### Directive
List everything from the start of the data down to and including the line containing "Give the outline of every instance of the radio", numbering each line and skipping blank ones. Leave the pictures out.

[Records shown start]

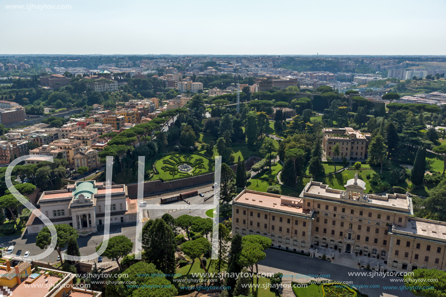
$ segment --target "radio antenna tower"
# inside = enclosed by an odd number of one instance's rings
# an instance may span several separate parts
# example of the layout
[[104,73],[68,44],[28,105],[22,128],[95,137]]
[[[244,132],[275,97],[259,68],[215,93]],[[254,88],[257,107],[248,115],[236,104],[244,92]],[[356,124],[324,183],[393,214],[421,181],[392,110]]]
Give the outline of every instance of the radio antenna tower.
[[240,111],[240,84],[237,82],[237,112]]

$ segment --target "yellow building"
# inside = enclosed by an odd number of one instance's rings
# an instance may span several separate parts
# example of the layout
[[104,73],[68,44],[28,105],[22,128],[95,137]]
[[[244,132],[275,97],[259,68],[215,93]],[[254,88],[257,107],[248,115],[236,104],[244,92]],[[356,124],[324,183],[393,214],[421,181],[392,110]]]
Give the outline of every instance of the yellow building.
[[132,124],[136,123],[136,116],[134,110],[132,109],[121,109],[115,113],[119,116],[124,117],[125,122]]
[[114,130],[119,130],[124,126],[125,119],[123,116],[114,115],[104,118],[104,123],[111,125]]

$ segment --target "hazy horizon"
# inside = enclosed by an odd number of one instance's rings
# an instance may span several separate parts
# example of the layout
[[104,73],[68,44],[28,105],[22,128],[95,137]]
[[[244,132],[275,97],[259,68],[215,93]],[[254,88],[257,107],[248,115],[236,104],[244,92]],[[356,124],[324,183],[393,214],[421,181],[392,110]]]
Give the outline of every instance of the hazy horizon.
[[0,0],[0,54],[442,55],[445,8],[444,0]]

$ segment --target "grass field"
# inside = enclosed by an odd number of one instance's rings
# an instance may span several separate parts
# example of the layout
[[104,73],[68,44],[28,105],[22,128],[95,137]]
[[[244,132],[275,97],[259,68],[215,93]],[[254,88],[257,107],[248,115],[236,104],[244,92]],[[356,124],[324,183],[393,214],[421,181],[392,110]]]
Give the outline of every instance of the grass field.
[[[172,159],[172,156],[179,156],[179,159]],[[192,157],[192,158],[186,160],[185,157]],[[196,166],[194,166],[196,162],[199,162],[199,159],[202,160],[202,162],[197,164]],[[166,163],[166,162],[169,162],[169,163]],[[176,171],[178,165],[184,163],[188,163],[191,166],[194,167],[192,174],[190,174],[187,173],[183,173],[179,171]],[[175,165],[172,165],[175,164]],[[210,161],[207,158],[201,155],[196,154],[185,154],[179,153],[175,155],[168,155],[165,156],[156,161],[155,164],[155,169],[159,173],[158,175],[155,175],[153,179],[157,179],[162,178],[163,180],[171,179],[174,178],[178,177],[187,177],[197,174],[202,174],[205,172],[211,172],[213,170],[213,164],[212,161]],[[172,170],[169,170],[171,169]],[[171,173],[174,172],[175,174],[172,175]]]
[[210,218],[214,217],[214,209],[211,209],[206,211],[206,215]]
[[269,179],[272,178],[277,181],[277,174],[282,170],[282,166],[280,162],[277,162],[271,166],[271,172],[269,172],[269,169],[267,169],[264,171],[263,173],[259,175],[256,176],[258,178],[267,178]]
[[298,192],[297,191],[294,191],[289,188],[279,185],[279,184],[269,183],[266,180],[257,179],[256,178],[250,179],[250,181],[248,182],[246,185],[246,188],[253,191],[258,191],[259,192],[267,192],[267,190],[268,189],[268,187],[274,185],[277,185],[280,187],[282,190],[282,195],[289,196],[291,193],[296,193]]

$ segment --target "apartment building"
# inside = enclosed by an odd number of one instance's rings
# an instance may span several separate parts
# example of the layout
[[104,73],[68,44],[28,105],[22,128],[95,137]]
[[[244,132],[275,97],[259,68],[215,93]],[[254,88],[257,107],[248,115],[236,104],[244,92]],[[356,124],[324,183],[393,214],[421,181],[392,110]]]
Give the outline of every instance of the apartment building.
[[132,124],[136,123],[136,116],[135,111],[131,109],[121,109],[116,111],[115,114],[118,116],[124,117],[125,122]]
[[413,217],[410,196],[366,194],[365,185],[357,175],[345,191],[310,180],[298,197],[245,190],[231,202],[233,234],[310,256],[357,252],[380,271],[446,271],[446,223]]
[[91,146],[98,141],[98,133],[92,131],[80,131],[68,136],[70,139],[81,140],[83,145]]
[[87,87],[97,92],[114,92],[118,90],[118,82],[104,78],[89,80]]
[[352,128],[323,128],[322,145],[325,156],[333,158],[333,149],[339,144],[340,155],[335,160],[341,160],[345,157],[347,160],[365,160],[367,157],[370,133],[363,133]]
[[71,165],[74,164],[74,157],[81,151],[82,142],[76,139],[59,139],[50,143],[60,149],[65,150],[67,154],[67,160]]
[[111,125],[113,130],[119,130],[125,123],[125,118],[123,116],[114,115],[104,118],[104,123]]
[[45,144],[40,147],[35,148],[34,150],[30,150],[30,155],[44,155],[45,156],[50,156],[54,158],[57,157],[59,153],[62,153],[64,157],[67,158],[67,150],[64,149],[59,148],[55,145],[50,145]]
[[95,122],[90,124],[85,127],[85,131],[92,131],[97,133],[98,135],[104,135],[109,133],[113,130],[111,125]]
[[100,166],[99,152],[91,147],[82,147],[80,151],[74,156],[74,169],[76,171],[79,167],[88,167],[93,170]]
[[75,123],[66,124],[60,127],[58,133],[58,139],[64,139],[68,138],[71,133],[82,131],[82,127],[78,126]]

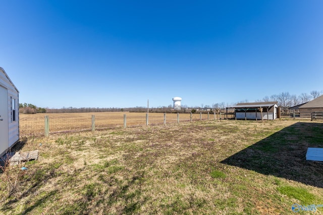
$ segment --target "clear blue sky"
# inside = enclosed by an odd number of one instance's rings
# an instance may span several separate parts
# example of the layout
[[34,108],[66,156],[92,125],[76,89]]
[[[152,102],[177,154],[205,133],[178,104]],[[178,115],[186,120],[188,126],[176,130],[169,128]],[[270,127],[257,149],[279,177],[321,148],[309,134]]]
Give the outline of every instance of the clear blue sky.
[[323,90],[323,1],[0,2],[20,103],[188,106]]

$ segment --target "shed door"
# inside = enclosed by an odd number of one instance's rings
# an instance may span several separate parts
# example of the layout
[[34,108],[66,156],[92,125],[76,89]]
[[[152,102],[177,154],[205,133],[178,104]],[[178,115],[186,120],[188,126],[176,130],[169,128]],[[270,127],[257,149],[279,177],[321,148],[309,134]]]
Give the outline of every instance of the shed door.
[[8,90],[0,86],[0,155],[9,146],[8,115]]

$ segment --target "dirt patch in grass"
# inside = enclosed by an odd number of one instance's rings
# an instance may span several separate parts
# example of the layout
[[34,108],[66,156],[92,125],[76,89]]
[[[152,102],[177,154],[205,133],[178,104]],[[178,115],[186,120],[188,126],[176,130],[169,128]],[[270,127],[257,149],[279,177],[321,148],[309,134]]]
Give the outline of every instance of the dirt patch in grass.
[[218,120],[35,137],[21,150],[39,159],[15,193],[1,182],[0,213],[290,213],[323,203],[322,165],[304,154],[321,146],[322,126]]

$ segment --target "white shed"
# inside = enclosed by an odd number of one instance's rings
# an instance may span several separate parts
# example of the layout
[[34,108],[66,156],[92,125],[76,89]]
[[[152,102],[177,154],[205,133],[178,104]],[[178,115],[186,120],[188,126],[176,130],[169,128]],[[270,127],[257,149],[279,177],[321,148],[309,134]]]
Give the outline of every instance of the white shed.
[[19,92],[0,67],[0,156],[19,140]]

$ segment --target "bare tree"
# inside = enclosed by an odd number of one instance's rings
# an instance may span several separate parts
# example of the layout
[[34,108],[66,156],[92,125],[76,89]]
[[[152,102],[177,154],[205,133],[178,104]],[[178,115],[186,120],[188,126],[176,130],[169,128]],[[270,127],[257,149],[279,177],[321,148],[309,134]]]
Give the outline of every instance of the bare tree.
[[292,106],[295,106],[300,104],[298,97],[296,95],[292,95],[291,96],[291,105]]
[[311,96],[310,95],[307,94],[306,93],[302,93],[300,97],[300,100],[301,101],[301,103],[305,103],[306,102],[308,102],[311,100]]
[[287,108],[291,106],[291,96],[288,92],[283,92],[278,95],[278,99],[280,106],[286,111]]
[[310,93],[310,94],[312,96],[312,98],[313,99],[315,99],[322,94],[322,92],[319,92],[317,90],[312,90]]
[[274,95],[272,95],[271,96],[271,100],[272,101],[268,101],[269,102],[277,102],[279,101],[279,99],[278,98],[278,95],[274,94]]
[[264,102],[268,102],[271,101],[271,99],[268,97],[268,96],[266,96],[263,97],[263,99],[262,99],[262,100]]

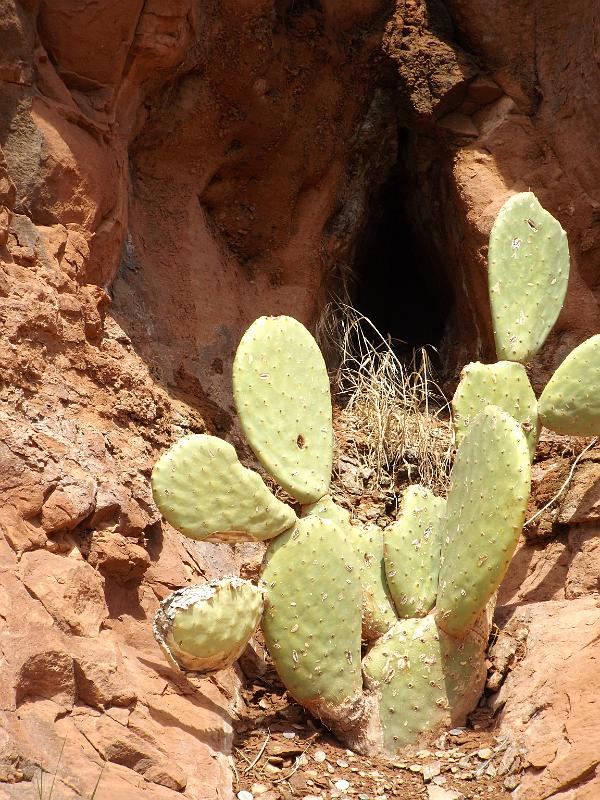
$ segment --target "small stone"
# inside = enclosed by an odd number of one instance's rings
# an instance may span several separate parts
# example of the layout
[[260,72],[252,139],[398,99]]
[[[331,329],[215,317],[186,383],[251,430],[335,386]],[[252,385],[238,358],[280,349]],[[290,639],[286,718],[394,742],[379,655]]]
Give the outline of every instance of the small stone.
[[428,764],[423,764],[423,780],[427,783],[442,771],[442,765],[439,761],[430,761]]
[[516,789],[520,783],[521,783],[521,778],[519,778],[518,775],[509,775],[508,778],[504,779],[504,788]]
[[428,800],[460,800],[461,797],[464,795],[455,789],[442,789],[441,786],[435,786],[432,783],[427,787]]

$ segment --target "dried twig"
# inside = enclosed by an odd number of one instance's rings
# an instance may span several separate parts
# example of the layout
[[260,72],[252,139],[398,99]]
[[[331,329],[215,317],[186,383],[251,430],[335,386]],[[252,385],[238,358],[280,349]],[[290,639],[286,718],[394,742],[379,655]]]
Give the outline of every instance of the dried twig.
[[591,442],[589,442],[589,444],[587,444],[587,445],[586,445],[586,446],[583,448],[583,450],[581,451],[581,453],[579,453],[579,455],[577,456],[577,458],[575,459],[575,461],[574,461],[574,462],[573,462],[573,464],[571,465],[571,469],[569,470],[569,474],[567,475],[567,478],[566,478],[565,482],[564,482],[564,483],[563,483],[563,485],[560,487],[560,489],[558,490],[558,492],[557,492],[557,493],[554,495],[554,497],[551,497],[551,498],[550,498],[550,500],[548,500],[548,502],[547,502],[547,503],[546,503],[544,506],[542,506],[542,507],[539,509],[539,511],[536,511],[536,512],[535,512],[535,514],[534,514],[532,517],[530,517],[530,518],[527,520],[527,522],[526,522],[526,523],[525,523],[525,525],[523,526],[524,528],[526,528],[528,525],[531,525],[531,523],[532,523],[534,520],[536,520],[536,519],[537,519],[537,518],[540,516],[540,514],[543,514],[543,513],[544,513],[544,511],[546,511],[546,509],[550,508],[550,506],[551,506],[551,505],[553,505],[553,503],[555,503],[555,502],[558,500],[558,498],[561,496],[561,494],[562,494],[562,493],[565,491],[565,489],[566,489],[566,488],[568,487],[568,485],[571,483],[571,480],[572,480],[572,478],[573,478],[573,474],[574,474],[574,472],[575,472],[575,467],[577,466],[577,464],[579,464],[579,462],[581,461],[581,458],[582,458],[582,457],[583,457],[583,456],[584,456],[584,455],[587,453],[587,451],[588,451],[590,448],[592,448],[592,447],[593,447],[593,446],[596,444],[596,442],[597,442],[597,441],[598,441],[598,437],[597,437],[597,436],[594,436],[594,438],[592,439],[592,441],[591,441]]
[[289,778],[291,778],[291,777],[292,777],[292,775],[294,774],[294,772],[297,772],[297,771],[298,771],[298,769],[300,768],[300,765],[303,763],[303,762],[302,762],[302,758],[303,758],[303,756],[305,756],[305,755],[306,755],[306,753],[307,753],[307,751],[308,751],[308,748],[310,747],[310,744],[311,744],[312,740],[313,740],[313,739],[314,739],[316,736],[318,736],[318,735],[319,735],[318,733],[313,733],[311,736],[309,736],[309,738],[308,738],[308,744],[306,745],[306,747],[304,748],[304,750],[303,750],[303,751],[300,753],[300,755],[299,755],[299,756],[296,756],[296,760],[295,760],[295,762],[294,762],[294,766],[292,767],[291,771],[290,771],[290,772],[288,772],[288,774],[287,774],[287,775],[283,775],[281,778],[277,778],[277,780],[274,780],[274,781],[273,781],[273,783],[282,783],[283,781],[287,781]]
[[266,738],[266,739],[265,739],[265,741],[263,742],[263,746],[262,746],[262,747],[260,748],[260,750],[258,751],[258,754],[257,754],[256,758],[254,759],[254,761],[252,761],[252,762],[251,762],[251,763],[250,763],[250,764],[249,764],[249,765],[248,765],[248,766],[247,766],[247,767],[246,767],[246,768],[243,770],[243,772],[242,772],[242,775],[245,775],[247,772],[250,772],[250,770],[251,770],[253,767],[255,767],[255,766],[258,764],[258,762],[259,762],[259,761],[260,761],[260,759],[262,758],[262,754],[265,752],[265,749],[266,749],[266,747],[267,747],[267,744],[268,744],[268,742],[269,742],[269,739],[270,739],[270,738],[271,738],[271,731],[267,731],[267,738]]

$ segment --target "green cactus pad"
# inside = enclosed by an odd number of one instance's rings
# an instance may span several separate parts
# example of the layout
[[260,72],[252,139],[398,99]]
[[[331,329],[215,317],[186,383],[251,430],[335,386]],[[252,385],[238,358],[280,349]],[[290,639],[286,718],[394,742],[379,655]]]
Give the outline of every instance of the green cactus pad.
[[475,631],[453,639],[428,615],[400,620],[373,647],[363,669],[379,693],[385,750],[394,753],[441,725],[464,724],[485,683],[486,643]]
[[375,641],[395,625],[383,562],[383,531],[378,525],[352,526],[362,585],[363,638]]
[[397,522],[383,534],[387,583],[400,617],[423,617],[435,605],[446,501],[409,486]]
[[471,420],[486,406],[498,406],[521,423],[533,459],[540,424],[537,400],[521,364],[467,364],[452,399],[456,444],[460,445]]
[[500,585],[525,519],[531,466],[516,420],[487,406],[458,448],[444,531],[438,625],[461,636]]
[[565,358],[542,392],[539,412],[557,433],[600,435],[600,334]]
[[152,471],[152,494],[165,519],[190,539],[262,541],[296,521],[215,436],[185,436],[167,450]]
[[233,363],[242,429],[263,467],[301,503],[326,494],[333,435],[329,378],[317,343],[292,317],[261,317]]
[[532,192],[515,194],[492,227],[488,263],[498,358],[526,362],[562,308],[569,280],[567,235]]
[[[378,639],[396,622],[383,567],[383,533],[377,525],[350,524],[350,514],[326,495],[310,506],[304,506],[302,516],[319,516],[344,526],[351,543],[356,569],[362,587],[362,635],[367,641]],[[351,557],[348,553],[348,557]]]
[[209,673],[242,654],[263,613],[263,591],[241,578],[187,586],[162,601],[154,636],[169,663]]
[[360,578],[344,526],[317,516],[270,542],[263,631],[289,692],[309,707],[360,695]]

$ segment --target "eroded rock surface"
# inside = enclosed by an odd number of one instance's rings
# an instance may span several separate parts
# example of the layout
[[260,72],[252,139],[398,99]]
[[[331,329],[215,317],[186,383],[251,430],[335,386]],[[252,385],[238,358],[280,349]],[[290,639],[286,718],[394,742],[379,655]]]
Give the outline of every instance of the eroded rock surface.
[[[485,246],[515,190],[573,259],[536,386],[600,329],[597,4],[513,5],[0,0],[0,797],[63,747],[56,800],[103,764],[107,796],[231,796],[236,674],[178,677],[150,621],[239,559],[161,524],[151,466],[232,431],[239,334],[315,321],[397,159],[455,295],[448,365],[492,354]],[[541,501],[570,464],[538,466]],[[524,798],[597,791],[596,484],[592,451],[503,588]]]

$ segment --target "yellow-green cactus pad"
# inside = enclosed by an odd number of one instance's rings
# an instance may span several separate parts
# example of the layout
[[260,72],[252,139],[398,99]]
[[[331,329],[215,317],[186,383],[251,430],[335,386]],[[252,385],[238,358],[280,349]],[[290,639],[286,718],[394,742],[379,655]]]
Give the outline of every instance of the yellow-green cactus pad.
[[[304,506],[302,516],[319,516],[334,522],[346,531],[355,557],[355,567],[362,587],[362,635],[374,641],[396,622],[383,567],[383,533],[377,525],[351,525],[350,514],[326,495],[316,503]],[[352,552],[348,551],[348,557]]]
[[262,613],[262,589],[241,578],[222,578],[187,586],[163,600],[154,636],[171,665],[216,672],[237,661]]
[[556,322],[569,280],[567,235],[532,192],[513,195],[500,209],[488,264],[498,358],[526,362]]
[[296,521],[216,436],[185,436],[167,450],[154,465],[152,494],[165,519],[190,539],[262,541]]
[[360,695],[360,577],[344,526],[317,516],[269,543],[263,631],[281,680],[303,705]]
[[437,596],[446,501],[424,486],[409,486],[399,519],[383,534],[387,584],[400,617],[424,617]]
[[378,525],[353,525],[362,586],[363,638],[378,639],[396,623],[383,563],[383,531]]
[[542,392],[539,411],[557,433],[600,435],[600,334],[565,358]]
[[441,725],[462,725],[486,678],[487,639],[463,640],[439,630],[430,614],[400,620],[363,661],[367,684],[379,694],[384,749],[394,753]]
[[261,317],[243,335],[233,363],[242,429],[267,472],[301,503],[327,493],[333,434],[323,356],[292,317]]
[[525,367],[514,361],[497,364],[467,364],[452,399],[456,444],[460,445],[467,428],[486,406],[498,406],[521,423],[533,459],[540,424],[537,400]]
[[487,406],[458,448],[448,492],[436,605],[446,633],[464,635],[500,585],[523,527],[530,486],[520,424]]

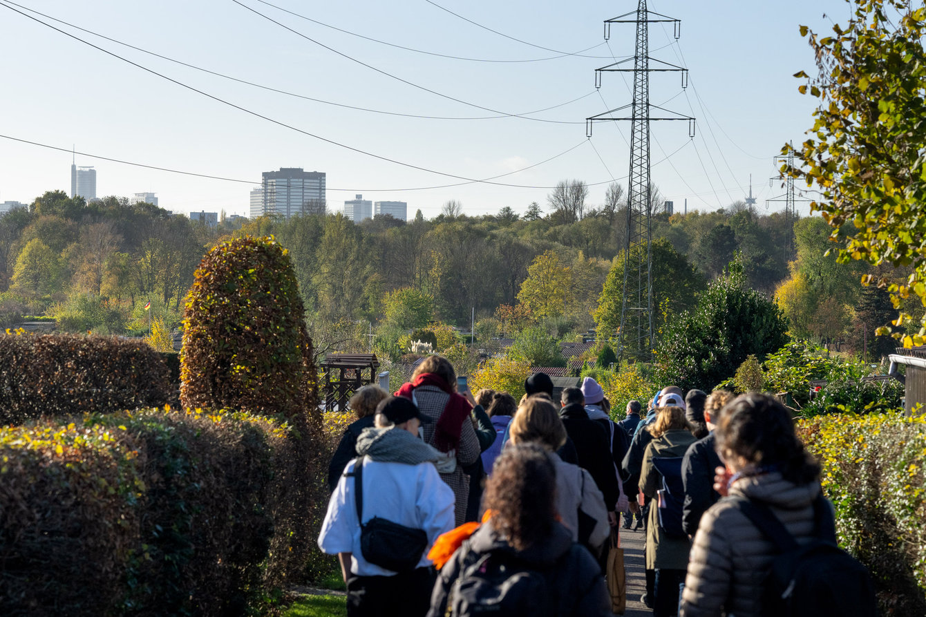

[Records shown end]

### Output below
1. $ segment --target "radio antenna tower"
2. # inside = enclosed by an odd number of one instance's rings
3. # an instance may span several separate parts
4. # example of the layout
5. [[104,73],[68,44],[28,105],[22,128],[95,137]]
6. [[[244,132],[275,97],[259,68],[215,93]],[[254,88],[257,107],[248,115],[236,104],[244,92]],[[356,124],[324,183],[393,214],[421,181],[392,110]]]
7. Give the outline of every instance of the radio antenna tower.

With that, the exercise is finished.